*** Opening of DOCUMENT EXTRACT ***
NBC
“By allowing the propagation of false and societally harmful assertions, Spotify is enabling its hosted media to damage public trust in scientific research and sow doubt in the credibility of data-driven guidance offered by medical professionals,” the letter said.
Starting to feel like there are no good media companies. Once you get to a certain size you have to get with the misinformation program to make enough money to sustain things.
BBC
"'This year, what's happening is off the scale,' he said. 'There's been a new billionaire created almost every day during this pandemic, meanwhile 99% of the world's population are worse off because of lockdowns, lower international trade, less international tourism, and as a result of that, 160 million more people have been pushed into poverty.'"
Awful dynamic alert: the pandemic has been very positive for a select group of individuals who have enormous influence over how our society works.
Salon.com
"The obvious people to blame for this gross behavior are Republicans themselves. But what's the fun in that? So, instead, far too many in the media are letting Republicans off the hook and instead fixing the blame on Democrats for somehow not doing more to make Republicans less evil."
*** Close of DOCUMENT EXTRACT ***
*** Opening of STUDY MATERIAL ***
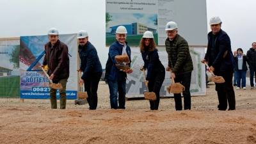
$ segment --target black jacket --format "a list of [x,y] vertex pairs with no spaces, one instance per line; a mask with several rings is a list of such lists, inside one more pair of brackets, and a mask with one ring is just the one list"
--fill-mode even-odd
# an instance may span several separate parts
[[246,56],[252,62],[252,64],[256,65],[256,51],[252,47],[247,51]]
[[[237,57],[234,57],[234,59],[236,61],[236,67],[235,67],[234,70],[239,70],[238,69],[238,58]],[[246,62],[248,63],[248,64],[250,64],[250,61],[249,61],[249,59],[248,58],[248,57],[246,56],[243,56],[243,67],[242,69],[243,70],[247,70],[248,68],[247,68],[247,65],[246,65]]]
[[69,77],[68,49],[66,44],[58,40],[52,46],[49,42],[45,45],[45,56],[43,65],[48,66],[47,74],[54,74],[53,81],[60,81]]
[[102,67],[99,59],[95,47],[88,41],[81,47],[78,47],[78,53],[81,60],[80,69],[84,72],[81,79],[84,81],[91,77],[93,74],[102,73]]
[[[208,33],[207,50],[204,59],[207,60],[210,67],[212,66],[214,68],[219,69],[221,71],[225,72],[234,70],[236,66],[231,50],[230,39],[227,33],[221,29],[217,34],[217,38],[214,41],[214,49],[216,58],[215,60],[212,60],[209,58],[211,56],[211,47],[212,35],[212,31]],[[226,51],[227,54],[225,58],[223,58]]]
*** Close of STUDY MATERIAL ***
*** Opening of STUDY MATERIAL ***
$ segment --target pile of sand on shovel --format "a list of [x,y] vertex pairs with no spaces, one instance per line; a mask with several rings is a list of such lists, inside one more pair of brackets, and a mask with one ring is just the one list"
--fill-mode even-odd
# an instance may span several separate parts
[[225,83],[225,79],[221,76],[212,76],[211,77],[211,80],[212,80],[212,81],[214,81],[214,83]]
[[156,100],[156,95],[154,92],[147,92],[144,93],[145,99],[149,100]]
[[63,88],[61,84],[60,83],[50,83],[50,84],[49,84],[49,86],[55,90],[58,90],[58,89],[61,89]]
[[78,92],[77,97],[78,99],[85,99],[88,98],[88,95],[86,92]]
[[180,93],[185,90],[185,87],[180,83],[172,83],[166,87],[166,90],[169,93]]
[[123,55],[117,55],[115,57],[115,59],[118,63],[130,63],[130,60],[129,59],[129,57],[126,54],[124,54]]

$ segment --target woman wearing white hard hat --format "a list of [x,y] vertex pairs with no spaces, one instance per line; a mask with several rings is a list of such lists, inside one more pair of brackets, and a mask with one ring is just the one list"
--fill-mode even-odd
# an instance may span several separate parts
*** Close of STUDY MATERIAL ***
# WHAT NEEDS TO BE DONE:
According to the BBC quote in the news excerpts, how many more people have been pushed into poverty?

# OUTPUT FOR THIS EXERCISE:
160 million more people.